* To-do list:
**a)** In the Eppawela case summary, what did the petitioners say the proposed Agreement would be besides an environmental disaster?
**b)** Rewrite the Eppawela case summary between "9. Can the Secretary" and "well (pg. 293).", inclusive, updating "Project Approving Agency" to "Project Authorizing Agency".

Court: Supreme Court (Fundamental Rights)

Majority opinion by: Amerasinghe, J.  (Unanimous Judgement)



Representatives of the Sri Lankan Government, Freeport Mac Moran of the United States of America (USA), and its affiliate IMCO Agrico initialled the final drafts of the Mineral Investment Agreement (Agreement) to explore and mine phosphate from the phosphate rock at Eppawela, in Anuradhapura District. The petitioners were residents of Eppawela and stated that the proposed Agreement will not only be an environmental disaster but an economic disaster.


  1. What was the nature of Phosphate Mining?
  2. Which fundamental rights of the petitioners were affected?
  3. Can the Executive act arbitrarily in the management of the natural resources of the State?
  4. What is ‘Sustainable Development’?
  5. What were the possible impacts of allowing the proposed Agreement to proceed?
  6. In light of the impacts, which areas should be covered by the Environmental Impact Assessment (EIA)?
  7. What is the importance of ‘public participation’ in the EIA process?
  8. Can an ‘Environmental Study’ compromise the need of an EIA and circumvent the law?
  9. Can the Secretary to the Minister become a Project Approving Agency (PAA)?
  10. Was it prudent to select Freeport Mac Moran as the project proponent for the Joint Venture?
  11. What were the orders made by the Court?


  1. The proposed project on phosphate mining and mineral extraction at Eppawela is a Prescribed Project (pg. 306) under Part I (6) in Gazette Extraordinary No. 772/22 dated 24. 06. 1993 per section 23Z of National Environmental Act, No. 47 of 1980 as amended (NEA 1980). Thus the project proponent company is required to submit itself to the EIA process before mining is commenced. Furthermore, plants for the production of phosphoric acid and sulphuric acid cannot be constructed before compliance with the EIA process prescribed by NEA 1980. The judgement also stated that the company has to comply with several other legislations as well (pg. 293). 
  1. Petitioners are citizens of Sri Lanka and residents in Eppawela area. Some of them are land owners and/ or paddy and dairy farmers. Some owned land and were at the risk of losing a portion of their lands and means of livelihoods. As no Feasibility Study and no Development Plan was there for the project, moreover with no guarantee that these documents will be made available, petitioners could not feel assured that their individual and collective rights will be protected (pg. 300). Moreover, the scale of displacement depended on the Feasibility Study. That did not mean that at present time it could confidently be asserted that no relocation would take place. Therefore, there was an imminent infringement of the fundamental rights guaranteed under Articles 14(1)(g) and 14(1)(h) of the Constitution. There was an imminent infringement of Article 12(1) of the Constitution as well.

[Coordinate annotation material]

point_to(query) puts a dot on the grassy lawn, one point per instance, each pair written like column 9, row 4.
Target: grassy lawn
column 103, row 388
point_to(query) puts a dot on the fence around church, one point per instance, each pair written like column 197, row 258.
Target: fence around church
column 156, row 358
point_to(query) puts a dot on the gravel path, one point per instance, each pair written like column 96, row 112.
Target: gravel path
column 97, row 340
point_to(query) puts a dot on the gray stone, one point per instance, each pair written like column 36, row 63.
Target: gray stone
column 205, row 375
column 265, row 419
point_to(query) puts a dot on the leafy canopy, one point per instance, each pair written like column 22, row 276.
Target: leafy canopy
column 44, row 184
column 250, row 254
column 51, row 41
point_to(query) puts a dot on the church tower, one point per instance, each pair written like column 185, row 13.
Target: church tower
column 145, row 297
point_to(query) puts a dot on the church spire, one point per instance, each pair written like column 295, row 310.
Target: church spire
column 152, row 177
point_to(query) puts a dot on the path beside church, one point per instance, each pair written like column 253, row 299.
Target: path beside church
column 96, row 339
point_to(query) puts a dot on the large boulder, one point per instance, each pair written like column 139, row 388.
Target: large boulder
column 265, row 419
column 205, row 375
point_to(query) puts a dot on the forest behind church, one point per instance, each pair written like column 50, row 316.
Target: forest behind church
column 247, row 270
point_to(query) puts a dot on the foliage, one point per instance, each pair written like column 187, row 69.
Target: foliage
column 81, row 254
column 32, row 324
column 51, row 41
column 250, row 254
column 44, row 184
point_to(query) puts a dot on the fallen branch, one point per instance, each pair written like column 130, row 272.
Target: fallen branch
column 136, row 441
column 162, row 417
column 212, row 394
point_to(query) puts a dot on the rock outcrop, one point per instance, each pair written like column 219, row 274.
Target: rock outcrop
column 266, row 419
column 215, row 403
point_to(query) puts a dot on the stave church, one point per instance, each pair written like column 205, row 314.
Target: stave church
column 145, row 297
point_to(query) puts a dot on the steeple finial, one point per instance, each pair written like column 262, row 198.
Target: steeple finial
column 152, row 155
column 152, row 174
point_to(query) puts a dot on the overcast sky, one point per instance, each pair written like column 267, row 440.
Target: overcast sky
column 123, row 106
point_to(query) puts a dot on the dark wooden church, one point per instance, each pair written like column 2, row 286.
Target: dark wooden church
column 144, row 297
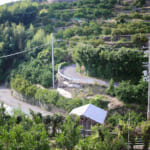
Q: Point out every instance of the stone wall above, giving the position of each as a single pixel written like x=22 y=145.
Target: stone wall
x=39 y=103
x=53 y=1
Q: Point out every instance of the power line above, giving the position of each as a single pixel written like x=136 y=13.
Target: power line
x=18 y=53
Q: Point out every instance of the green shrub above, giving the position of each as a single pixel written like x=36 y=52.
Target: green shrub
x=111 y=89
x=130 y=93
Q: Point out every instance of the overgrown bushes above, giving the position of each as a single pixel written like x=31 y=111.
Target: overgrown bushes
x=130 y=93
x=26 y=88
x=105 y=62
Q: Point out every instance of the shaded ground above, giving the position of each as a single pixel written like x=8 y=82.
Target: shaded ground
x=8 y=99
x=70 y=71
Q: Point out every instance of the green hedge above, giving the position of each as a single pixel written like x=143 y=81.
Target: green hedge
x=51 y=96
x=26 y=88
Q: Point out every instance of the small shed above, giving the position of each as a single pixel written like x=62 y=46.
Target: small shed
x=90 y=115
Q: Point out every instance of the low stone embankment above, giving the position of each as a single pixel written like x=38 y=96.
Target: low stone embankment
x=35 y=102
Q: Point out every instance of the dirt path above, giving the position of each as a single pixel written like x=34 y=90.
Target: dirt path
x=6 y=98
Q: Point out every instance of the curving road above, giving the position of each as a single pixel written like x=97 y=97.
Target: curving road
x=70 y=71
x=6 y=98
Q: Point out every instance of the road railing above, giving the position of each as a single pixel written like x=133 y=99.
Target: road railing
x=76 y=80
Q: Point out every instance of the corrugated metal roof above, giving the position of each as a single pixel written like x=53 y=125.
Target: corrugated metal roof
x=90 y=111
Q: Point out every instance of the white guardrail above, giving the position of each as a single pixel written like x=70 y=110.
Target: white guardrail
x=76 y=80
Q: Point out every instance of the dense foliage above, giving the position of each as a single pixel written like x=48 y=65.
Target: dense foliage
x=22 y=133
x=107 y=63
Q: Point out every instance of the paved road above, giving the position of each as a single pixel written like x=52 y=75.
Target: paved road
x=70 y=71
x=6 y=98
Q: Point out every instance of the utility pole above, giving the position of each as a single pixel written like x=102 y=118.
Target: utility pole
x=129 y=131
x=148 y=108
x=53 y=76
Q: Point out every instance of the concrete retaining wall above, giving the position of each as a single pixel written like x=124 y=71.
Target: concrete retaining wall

--

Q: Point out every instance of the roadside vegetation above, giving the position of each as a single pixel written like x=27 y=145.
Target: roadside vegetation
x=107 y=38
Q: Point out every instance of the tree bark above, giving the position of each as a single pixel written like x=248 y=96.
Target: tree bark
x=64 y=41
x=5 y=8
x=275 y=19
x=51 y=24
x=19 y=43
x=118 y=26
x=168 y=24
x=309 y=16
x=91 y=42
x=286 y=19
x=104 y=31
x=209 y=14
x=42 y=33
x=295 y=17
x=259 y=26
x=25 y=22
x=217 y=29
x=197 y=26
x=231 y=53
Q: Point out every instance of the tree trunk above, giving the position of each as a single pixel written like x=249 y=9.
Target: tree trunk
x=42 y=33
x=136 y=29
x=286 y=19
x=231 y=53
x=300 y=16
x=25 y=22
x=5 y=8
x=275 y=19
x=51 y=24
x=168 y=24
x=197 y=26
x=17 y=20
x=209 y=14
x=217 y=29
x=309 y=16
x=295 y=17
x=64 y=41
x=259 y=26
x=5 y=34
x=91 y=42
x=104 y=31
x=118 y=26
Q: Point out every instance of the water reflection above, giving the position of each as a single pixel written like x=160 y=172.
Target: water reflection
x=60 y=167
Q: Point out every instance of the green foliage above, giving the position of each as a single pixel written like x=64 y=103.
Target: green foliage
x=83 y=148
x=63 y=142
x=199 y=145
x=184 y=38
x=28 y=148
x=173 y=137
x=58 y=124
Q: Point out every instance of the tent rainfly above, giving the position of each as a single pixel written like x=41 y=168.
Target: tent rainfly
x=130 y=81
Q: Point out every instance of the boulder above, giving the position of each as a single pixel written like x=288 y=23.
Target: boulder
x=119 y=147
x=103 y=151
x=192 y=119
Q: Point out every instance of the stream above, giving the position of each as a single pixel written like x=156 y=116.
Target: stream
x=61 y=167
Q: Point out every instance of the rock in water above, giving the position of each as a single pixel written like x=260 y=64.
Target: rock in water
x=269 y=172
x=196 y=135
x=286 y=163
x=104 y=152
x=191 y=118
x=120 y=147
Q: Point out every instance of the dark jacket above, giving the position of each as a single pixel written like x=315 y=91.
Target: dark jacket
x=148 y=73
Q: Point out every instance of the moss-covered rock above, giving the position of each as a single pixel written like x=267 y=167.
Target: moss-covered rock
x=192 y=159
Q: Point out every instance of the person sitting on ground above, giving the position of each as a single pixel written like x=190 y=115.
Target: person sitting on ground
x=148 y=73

* Exercise solutions:
**a)** An economic disaster.

**b)**
9. Can the Secretary to the Minister become a Project Authorizing Agency (PAA)?
  10. Was it prudent to select Freeport Mac Moran as the project proponent for the Joint Venture?
  11. What were the orders made by the Court?


  1. The proposed project on phosphate mining and mineral extraction at Eppawela is a Prescribed Project (pg. 306) under Part I (6) in Gazette Extraordinary No. 772/22 dated 24. 06. 1993 per section 23Z of National Environmental Act, No. 47 of 1980 as amended (NEA 1980). Thus the project proponent company is required to submit itself to the EIA process before mining is commenced. Furthermore, plants for the production of phosphoric acid and sulphuric acid cannot be constructed before compliance with the EIA process prescribed by NEA 1980. The judgement also stated that the company has to comply with several other legislations as well (pg. 293).